Answer with the number of lines in the records that contain "white" and with nothing else.

**Available data**
--------------------------------

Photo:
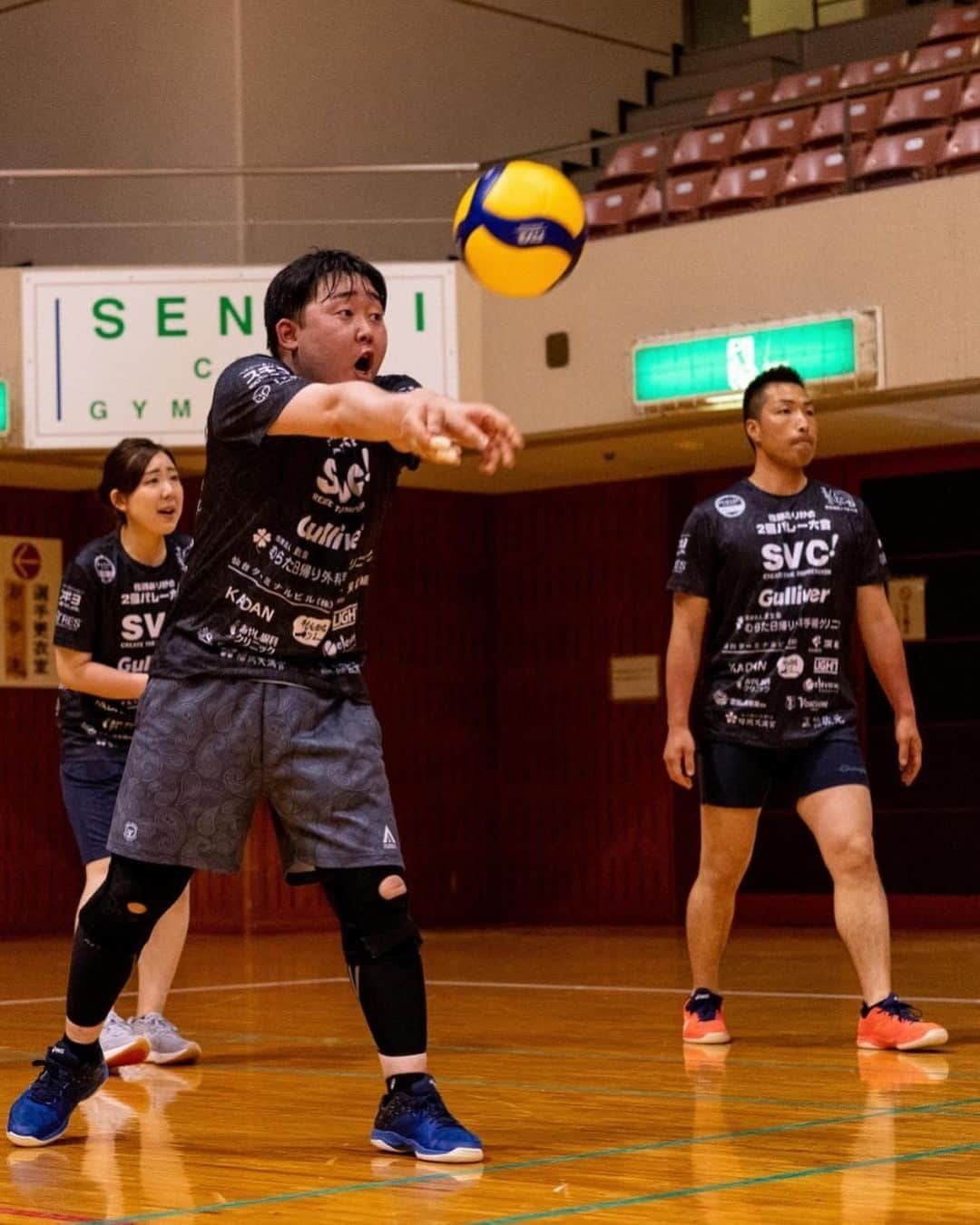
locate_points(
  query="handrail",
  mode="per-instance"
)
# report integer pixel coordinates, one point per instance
(182, 172)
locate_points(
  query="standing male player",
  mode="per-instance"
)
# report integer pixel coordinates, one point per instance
(256, 686)
(773, 571)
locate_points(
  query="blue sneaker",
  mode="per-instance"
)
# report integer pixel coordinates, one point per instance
(42, 1112)
(416, 1121)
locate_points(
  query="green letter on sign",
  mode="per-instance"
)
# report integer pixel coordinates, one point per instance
(165, 316)
(244, 320)
(115, 325)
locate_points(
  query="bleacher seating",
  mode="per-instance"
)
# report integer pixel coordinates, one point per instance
(800, 86)
(969, 104)
(955, 24)
(962, 150)
(759, 154)
(874, 71)
(914, 105)
(864, 115)
(745, 185)
(897, 156)
(740, 98)
(637, 162)
(777, 133)
(822, 172)
(707, 146)
(952, 56)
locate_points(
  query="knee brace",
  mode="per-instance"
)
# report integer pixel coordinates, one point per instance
(120, 916)
(371, 925)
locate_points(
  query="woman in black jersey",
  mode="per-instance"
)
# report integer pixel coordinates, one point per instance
(114, 598)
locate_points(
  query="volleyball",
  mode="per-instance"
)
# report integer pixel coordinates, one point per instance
(520, 228)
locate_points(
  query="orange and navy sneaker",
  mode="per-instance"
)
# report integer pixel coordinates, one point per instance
(703, 1021)
(892, 1024)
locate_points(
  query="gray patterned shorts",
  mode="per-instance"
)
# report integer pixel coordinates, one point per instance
(203, 752)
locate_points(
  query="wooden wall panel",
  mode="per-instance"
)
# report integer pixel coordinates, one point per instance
(584, 827)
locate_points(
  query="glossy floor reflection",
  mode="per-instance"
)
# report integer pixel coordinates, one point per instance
(561, 1047)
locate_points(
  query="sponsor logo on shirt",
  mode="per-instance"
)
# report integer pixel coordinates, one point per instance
(345, 618)
(789, 667)
(814, 553)
(730, 505)
(331, 535)
(245, 602)
(352, 484)
(818, 685)
(793, 595)
(837, 500)
(310, 631)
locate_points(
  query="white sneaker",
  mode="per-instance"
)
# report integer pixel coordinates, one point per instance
(167, 1044)
(120, 1044)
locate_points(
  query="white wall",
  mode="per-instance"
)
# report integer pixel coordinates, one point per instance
(910, 250)
(286, 83)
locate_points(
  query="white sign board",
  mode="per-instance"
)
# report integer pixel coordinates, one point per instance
(116, 352)
(634, 678)
(30, 578)
(908, 599)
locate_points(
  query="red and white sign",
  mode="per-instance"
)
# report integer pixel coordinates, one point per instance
(30, 578)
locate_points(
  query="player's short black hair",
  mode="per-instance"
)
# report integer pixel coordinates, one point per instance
(294, 286)
(755, 394)
(124, 468)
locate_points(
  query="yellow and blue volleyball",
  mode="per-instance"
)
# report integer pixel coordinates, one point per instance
(520, 228)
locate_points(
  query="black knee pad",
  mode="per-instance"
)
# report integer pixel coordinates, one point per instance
(371, 926)
(122, 912)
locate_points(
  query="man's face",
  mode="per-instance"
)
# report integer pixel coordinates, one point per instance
(340, 335)
(787, 426)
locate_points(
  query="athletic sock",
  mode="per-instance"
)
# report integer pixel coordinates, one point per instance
(86, 1053)
(403, 1082)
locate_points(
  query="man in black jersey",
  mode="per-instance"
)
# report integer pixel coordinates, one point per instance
(769, 577)
(256, 689)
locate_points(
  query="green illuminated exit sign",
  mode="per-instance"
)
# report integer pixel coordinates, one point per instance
(714, 368)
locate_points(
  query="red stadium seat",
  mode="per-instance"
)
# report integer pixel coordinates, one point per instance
(801, 86)
(746, 185)
(864, 116)
(608, 212)
(955, 24)
(740, 98)
(819, 172)
(650, 209)
(777, 133)
(686, 195)
(897, 156)
(955, 56)
(917, 104)
(962, 150)
(634, 163)
(707, 146)
(882, 67)
(969, 104)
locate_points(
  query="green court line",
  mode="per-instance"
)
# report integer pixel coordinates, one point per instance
(544, 1087)
(707, 1189)
(543, 1161)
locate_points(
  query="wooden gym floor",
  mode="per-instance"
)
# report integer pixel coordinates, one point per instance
(561, 1047)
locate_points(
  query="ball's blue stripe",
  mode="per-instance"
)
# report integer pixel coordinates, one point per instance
(525, 234)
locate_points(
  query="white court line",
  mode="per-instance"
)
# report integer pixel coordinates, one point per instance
(511, 986)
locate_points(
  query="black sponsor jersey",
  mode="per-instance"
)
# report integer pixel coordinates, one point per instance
(780, 574)
(284, 541)
(113, 608)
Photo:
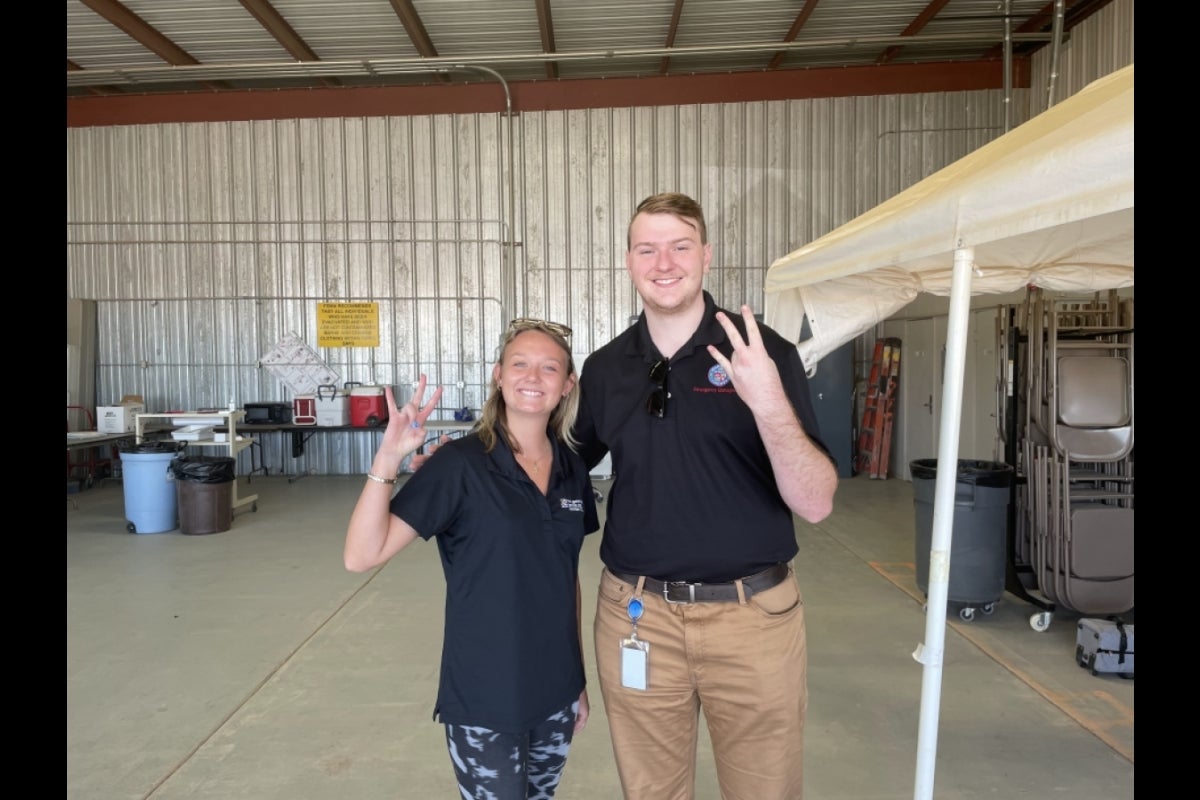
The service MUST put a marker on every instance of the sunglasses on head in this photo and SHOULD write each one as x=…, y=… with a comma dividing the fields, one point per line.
x=529, y=324
x=657, y=403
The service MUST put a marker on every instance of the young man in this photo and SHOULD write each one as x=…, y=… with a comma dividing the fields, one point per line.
x=714, y=446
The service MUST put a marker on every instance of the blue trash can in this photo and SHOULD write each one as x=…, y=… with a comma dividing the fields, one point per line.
x=150, y=504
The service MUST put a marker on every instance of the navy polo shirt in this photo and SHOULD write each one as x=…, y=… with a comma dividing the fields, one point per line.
x=694, y=494
x=510, y=651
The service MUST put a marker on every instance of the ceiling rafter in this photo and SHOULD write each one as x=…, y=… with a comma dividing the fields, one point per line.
x=147, y=35
x=676, y=12
x=915, y=26
x=1074, y=12
x=94, y=90
x=546, y=28
x=793, y=31
x=415, y=30
x=269, y=18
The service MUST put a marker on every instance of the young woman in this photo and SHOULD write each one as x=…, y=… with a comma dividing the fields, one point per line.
x=509, y=505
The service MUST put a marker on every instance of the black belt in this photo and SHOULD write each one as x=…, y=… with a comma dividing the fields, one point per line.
x=682, y=591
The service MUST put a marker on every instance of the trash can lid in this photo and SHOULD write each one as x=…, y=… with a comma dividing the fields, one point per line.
x=153, y=447
x=978, y=473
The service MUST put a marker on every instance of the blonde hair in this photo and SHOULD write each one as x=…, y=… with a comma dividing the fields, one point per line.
x=676, y=204
x=493, y=419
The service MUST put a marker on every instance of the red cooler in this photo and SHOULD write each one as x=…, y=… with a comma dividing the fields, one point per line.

--------------------------------

**Solved problem**
5